Task prompt -> Print the data in full, exactly as it reads.

Region pointing data
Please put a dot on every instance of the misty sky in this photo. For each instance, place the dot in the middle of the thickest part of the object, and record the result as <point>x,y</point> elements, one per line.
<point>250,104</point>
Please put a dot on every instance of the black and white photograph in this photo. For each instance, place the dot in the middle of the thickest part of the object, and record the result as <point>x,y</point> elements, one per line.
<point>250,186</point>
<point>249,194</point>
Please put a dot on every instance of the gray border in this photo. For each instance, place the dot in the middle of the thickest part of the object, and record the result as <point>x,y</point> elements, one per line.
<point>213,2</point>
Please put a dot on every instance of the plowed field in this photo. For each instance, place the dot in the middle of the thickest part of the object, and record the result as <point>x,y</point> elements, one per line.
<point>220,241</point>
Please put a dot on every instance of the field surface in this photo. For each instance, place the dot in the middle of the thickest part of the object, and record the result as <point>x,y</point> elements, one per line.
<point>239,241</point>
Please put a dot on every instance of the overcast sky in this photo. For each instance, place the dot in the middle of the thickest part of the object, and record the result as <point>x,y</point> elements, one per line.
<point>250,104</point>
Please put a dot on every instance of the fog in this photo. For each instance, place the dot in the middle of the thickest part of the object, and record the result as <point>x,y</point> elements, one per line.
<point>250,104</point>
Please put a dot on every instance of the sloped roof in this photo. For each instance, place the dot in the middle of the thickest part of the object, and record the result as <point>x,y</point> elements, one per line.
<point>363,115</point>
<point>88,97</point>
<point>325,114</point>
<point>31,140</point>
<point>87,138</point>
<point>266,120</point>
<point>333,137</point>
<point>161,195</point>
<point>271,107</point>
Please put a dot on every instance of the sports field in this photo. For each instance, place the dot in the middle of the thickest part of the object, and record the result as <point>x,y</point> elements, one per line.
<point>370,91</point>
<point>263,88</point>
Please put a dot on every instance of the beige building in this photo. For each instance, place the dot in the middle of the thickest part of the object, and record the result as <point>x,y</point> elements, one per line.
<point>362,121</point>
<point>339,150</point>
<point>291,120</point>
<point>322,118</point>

Written solution ->
Please put a dot on every instance of the misty sky in this photo. For each instance, place the dot in the middle of the thickest part of the object, and record the result as <point>x,y</point> elements, one per line.
<point>250,104</point>
Please put a dot on every instance of the black and white photograph in this photo. For each instance, place the dot in the middle of the thickest part of the object, and record the result as <point>x,y</point> elements, one per line.
<point>250,186</point>
<point>249,194</point>
Please put a dot on every instance of the gray border in this photo. For each instance, place the dot in the middle of the thickest part of the object, and record the result as <point>x,y</point> elements, one per line.
<point>213,2</point>
Please put a dot on every instance of the plowed field in this photo. For each instance, place the dot in the middle of the thickest part of the object, and record the result as <point>x,y</point> elements, one per line.
<point>220,241</point>
Please put a dot on every instance of the field surface in this photo. For each instance, place the dot in the middle of the thickest part of the object, and record the result as <point>x,y</point> elements, one per line.
<point>239,241</point>
Please put a dot on every instance of the overcast sky in this photo. For each instance, place the dot in the middle of the thickest part of the object, and record the result as <point>x,y</point> elements, one per line.
<point>250,104</point>
Please put a dot on every instance of the fog in this photo. For each instance, place the dot in the middle of the thickest part of the object, and record the result as <point>x,y</point> elements, one per line.
<point>250,104</point>
Please put a dot on every instance of the sloped roof in this photo. For each instance, place the dot in the middle of the thickest part of the object, and record the result as <point>x,y</point> elements, one per line.
<point>363,115</point>
<point>88,97</point>
<point>325,114</point>
<point>31,140</point>
<point>87,138</point>
<point>266,120</point>
<point>333,137</point>
<point>161,195</point>
<point>271,107</point>
Please put a dot on every instance of the sports field in this photo. For each instance, place the dot in the middle of the thickest part of the object, and record the result as <point>x,y</point> elements, one per line.
<point>370,91</point>
<point>263,88</point>
Please put a dot on every instance of the beige building in this photo. For each instance, place the dot in the middle of the thickest part of the object, and record the result as <point>x,y</point> elements, one per line.
<point>362,121</point>
<point>339,150</point>
<point>291,120</point>
<point>322,118</point>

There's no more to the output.